+++ Document +++

I should know better than to post while stressed. Last week was a grueling work week and the agitation and frustration seeped into every party of my life but focused (increasingly) on Mac. And do you know what? The moment he walked through the door Saturday it all melted away.

It's true, I need to keep all these things (mentioned in the previous post) in mind, but I also need to rein in my tendencies to obsess and overthink and tiptoe to the dark side. There are things to work through, sure, but that doesn't mean we're done for. I do love him. Muchly.

Must employ the weapons in my power (communication, patience, de-stressing) and proceed. This is real, and reality has it's hiccups.

We just celebrated 8 months. At 9 months, it'll be a record for me. (Yes, if the fact that I've ended all my relationships till now well before the 9-month mark doesn't tell you something ... )

Friday, November 11, 2011

Magnifying Glass

Have you noticed when reading a biography (book, article, Wikipedia) that the person's choice of mate is reveals certain key traits? I'm thinking of American literary greats at the moment--Hemmingway, Fitzgerald, Steinbeck, etc, etc. Their choice in wives and lovers said a lot about their characters. Have you ever wondered what your choices in significant others say about you?

+++ Dataset entries +++

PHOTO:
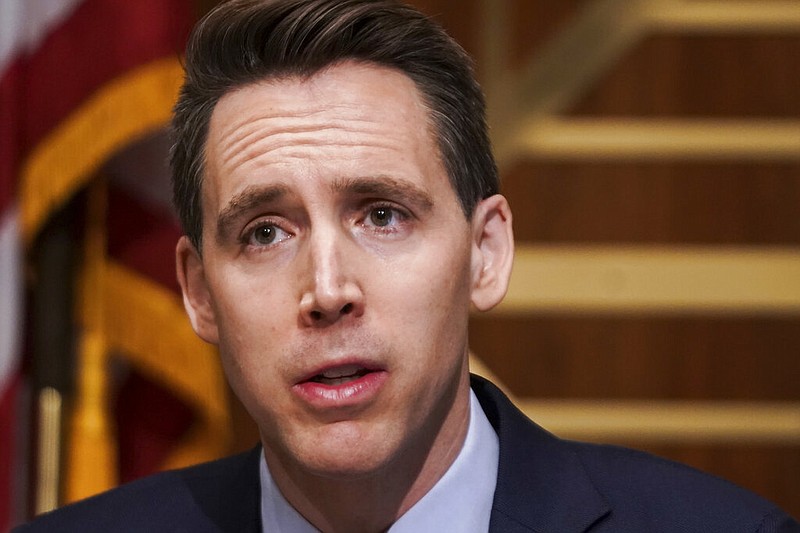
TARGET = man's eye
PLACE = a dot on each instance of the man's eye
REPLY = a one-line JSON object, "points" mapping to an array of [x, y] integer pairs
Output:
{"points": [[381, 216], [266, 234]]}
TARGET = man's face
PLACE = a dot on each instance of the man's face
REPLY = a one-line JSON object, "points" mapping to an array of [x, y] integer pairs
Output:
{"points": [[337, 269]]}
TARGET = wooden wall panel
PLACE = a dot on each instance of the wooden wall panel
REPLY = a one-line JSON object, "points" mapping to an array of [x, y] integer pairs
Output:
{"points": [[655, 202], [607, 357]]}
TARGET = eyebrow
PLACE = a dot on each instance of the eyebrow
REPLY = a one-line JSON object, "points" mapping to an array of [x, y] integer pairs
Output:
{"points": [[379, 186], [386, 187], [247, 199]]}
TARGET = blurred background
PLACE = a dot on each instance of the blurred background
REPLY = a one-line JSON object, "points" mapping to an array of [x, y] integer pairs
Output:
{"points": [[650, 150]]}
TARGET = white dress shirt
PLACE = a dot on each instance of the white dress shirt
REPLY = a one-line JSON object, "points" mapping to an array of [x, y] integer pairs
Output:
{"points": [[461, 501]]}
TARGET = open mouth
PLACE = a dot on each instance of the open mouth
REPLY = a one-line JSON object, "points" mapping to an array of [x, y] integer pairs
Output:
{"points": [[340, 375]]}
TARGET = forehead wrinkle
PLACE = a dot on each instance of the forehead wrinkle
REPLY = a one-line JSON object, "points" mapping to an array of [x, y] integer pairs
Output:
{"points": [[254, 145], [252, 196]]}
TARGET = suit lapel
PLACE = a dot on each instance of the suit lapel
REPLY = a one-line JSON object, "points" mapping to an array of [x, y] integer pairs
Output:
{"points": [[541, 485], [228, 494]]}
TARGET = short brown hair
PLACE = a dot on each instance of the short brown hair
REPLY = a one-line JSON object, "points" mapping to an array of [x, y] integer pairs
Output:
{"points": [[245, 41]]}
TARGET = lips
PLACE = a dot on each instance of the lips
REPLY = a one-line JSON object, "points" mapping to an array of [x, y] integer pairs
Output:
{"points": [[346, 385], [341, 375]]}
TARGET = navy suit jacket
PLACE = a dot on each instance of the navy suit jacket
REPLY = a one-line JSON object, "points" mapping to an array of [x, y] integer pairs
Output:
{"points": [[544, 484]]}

+++
+++ Dataset entries +++

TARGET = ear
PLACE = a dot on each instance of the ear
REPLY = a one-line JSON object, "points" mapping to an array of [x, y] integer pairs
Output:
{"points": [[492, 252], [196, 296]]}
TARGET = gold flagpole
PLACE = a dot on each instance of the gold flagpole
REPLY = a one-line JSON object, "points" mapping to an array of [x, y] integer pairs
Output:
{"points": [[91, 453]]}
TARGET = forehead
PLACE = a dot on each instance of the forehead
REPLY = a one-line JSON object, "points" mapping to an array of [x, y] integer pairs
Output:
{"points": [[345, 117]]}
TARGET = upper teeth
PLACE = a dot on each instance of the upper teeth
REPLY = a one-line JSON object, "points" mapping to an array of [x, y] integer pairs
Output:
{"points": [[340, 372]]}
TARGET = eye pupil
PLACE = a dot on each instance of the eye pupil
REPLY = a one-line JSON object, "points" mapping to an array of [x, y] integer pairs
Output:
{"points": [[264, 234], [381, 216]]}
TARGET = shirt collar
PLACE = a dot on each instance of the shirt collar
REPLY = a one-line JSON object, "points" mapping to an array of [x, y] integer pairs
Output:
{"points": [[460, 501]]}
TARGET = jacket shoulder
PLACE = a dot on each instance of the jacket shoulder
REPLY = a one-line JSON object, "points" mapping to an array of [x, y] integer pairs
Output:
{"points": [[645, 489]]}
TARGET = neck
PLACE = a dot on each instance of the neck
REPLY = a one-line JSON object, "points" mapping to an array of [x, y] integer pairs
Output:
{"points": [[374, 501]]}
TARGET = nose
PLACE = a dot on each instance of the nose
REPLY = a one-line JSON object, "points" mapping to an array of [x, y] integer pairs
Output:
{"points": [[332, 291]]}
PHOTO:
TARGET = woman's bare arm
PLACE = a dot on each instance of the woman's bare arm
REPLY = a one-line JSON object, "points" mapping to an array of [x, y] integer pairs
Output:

+++
+++ Dataset entries +++

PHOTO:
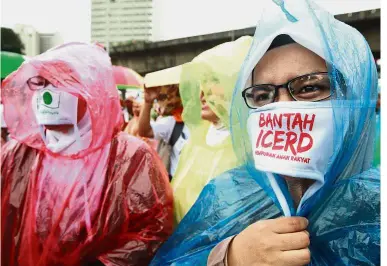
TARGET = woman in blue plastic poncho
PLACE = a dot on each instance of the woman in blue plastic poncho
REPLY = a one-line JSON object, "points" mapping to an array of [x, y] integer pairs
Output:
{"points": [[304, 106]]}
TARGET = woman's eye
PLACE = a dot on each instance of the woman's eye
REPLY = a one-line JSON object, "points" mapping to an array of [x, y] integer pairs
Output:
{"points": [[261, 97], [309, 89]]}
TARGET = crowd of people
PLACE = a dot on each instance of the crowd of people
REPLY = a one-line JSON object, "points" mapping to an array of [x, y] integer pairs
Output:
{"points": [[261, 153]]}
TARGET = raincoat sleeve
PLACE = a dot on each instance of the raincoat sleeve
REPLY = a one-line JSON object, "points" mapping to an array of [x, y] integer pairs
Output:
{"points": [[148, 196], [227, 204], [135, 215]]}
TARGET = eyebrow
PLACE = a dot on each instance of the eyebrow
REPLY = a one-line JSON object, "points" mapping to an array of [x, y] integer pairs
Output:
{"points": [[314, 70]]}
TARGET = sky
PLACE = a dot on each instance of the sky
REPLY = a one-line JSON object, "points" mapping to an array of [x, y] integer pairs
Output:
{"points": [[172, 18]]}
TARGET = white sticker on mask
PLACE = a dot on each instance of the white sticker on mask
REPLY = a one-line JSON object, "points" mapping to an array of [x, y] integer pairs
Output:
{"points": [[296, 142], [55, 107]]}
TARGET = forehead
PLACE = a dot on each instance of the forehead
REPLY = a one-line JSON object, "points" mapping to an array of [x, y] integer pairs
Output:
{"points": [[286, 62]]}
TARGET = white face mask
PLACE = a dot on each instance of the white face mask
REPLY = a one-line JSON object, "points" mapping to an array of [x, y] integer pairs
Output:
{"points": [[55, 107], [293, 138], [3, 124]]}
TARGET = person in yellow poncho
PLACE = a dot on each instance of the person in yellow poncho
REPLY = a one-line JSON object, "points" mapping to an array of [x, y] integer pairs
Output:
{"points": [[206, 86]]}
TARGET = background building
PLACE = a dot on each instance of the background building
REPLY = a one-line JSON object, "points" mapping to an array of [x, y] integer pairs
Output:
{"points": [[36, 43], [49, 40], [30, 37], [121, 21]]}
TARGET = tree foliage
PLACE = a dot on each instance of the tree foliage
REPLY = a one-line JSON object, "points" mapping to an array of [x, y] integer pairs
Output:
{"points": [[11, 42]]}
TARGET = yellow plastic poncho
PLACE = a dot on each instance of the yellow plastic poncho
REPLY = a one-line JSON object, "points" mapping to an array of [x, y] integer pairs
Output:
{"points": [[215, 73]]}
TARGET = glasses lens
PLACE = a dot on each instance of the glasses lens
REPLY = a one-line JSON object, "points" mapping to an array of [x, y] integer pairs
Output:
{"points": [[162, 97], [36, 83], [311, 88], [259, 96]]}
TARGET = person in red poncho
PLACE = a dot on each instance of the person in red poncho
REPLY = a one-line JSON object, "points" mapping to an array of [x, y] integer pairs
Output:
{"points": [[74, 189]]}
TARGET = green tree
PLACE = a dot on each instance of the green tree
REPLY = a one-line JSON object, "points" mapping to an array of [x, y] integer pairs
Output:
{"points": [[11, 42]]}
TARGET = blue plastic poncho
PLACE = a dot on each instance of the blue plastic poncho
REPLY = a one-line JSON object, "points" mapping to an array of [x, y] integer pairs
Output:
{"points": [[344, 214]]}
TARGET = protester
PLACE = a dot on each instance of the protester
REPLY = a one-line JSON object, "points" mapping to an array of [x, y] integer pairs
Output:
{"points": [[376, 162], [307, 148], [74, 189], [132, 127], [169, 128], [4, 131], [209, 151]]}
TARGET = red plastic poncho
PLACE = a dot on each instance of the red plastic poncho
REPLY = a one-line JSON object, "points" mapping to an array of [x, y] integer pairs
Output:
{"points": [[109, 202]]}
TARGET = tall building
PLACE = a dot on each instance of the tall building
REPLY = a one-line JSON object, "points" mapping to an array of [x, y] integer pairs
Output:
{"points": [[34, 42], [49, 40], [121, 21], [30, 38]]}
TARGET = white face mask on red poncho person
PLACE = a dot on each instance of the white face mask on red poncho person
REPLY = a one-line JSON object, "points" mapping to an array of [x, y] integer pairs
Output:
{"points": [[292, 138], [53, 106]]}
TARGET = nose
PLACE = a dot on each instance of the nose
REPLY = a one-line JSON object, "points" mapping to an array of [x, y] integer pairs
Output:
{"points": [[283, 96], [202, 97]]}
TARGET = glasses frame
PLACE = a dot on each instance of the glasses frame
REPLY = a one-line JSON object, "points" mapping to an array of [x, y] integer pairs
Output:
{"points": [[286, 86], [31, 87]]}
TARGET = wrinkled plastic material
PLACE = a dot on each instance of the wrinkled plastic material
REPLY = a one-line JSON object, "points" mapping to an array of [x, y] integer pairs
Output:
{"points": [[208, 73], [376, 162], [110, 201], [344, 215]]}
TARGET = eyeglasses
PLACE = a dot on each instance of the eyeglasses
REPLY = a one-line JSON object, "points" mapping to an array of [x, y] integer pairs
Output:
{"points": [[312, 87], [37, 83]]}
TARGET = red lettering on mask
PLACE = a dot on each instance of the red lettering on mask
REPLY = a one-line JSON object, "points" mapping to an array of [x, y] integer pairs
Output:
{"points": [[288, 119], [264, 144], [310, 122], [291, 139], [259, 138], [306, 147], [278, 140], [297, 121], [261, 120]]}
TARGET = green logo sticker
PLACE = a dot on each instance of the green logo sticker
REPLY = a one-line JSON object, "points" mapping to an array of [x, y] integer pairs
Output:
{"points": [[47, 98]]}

+++

Set exercise 1:
Return the blog text from "Have you noticed" to "say about you?", copied word for word.
Set exercise 2:
Resume writing the blog text, picking up right after its final sentence.

Exercise result 1:
Have you noticed when reading a biography (book, article, Wikipedia) that the person's choice of mate is reveals certain key traits? I'm thinking of American literary greats at the moment--Hemmingway, Fitzgerald, Steinbeck, etc, etc. Their choice in wives and lovers said a lot about their characters. Have you ever wondered what your choices in significant others say about you?

Exercise result 2:
Does that thought grip you as it does me?

We often talk about "our types" and I readily admit that I am attracted to a certain kind of man, but until tonight, I hadn't thought about what this long line of men says about me and my flaws. What am I not seeing about myself that a biographer would easily expose through my choice in partner?

Heavy thoughts for a Friday night.

I left you dangling after the last post. There's no ring on my finger, but Mac has talked plenty of marriage. Most of the time I am very happy: he is incredibly funny, he is attentive and exceedingly helpful, he wants me to be happy, he's great at home improvement! But last night, when talking to my mom (who I hadn't seen in months), she asked me where I thought we were headed, and I said, "We'll probably get married." And as soon as I said it, I realized that I am just not ready yet--the concept, while a happy one (or is it?), stresses me out. Marriage is such a huge thing--I am in a better financial position than he is (though not able to support another person entirely), why get married?

I realize you've missed all the in between stuff--last entry, I was over the moon and this entry I'm gunshy. I must seem crazy, but remember--some time has passed.

I need to tell him I'm not ready, and he may ask if I'll ever be ready and I'll have to say that I don't know. I don't want to break up; I just want the pressure lessened. He is a true sweetheart and any girl would be lucky ...

I read this in the transcript of Carolyn Hax's live chat today (love her advice, btw--wish I had found her years ago):

Q.

"WHEN IT'S RIGHT"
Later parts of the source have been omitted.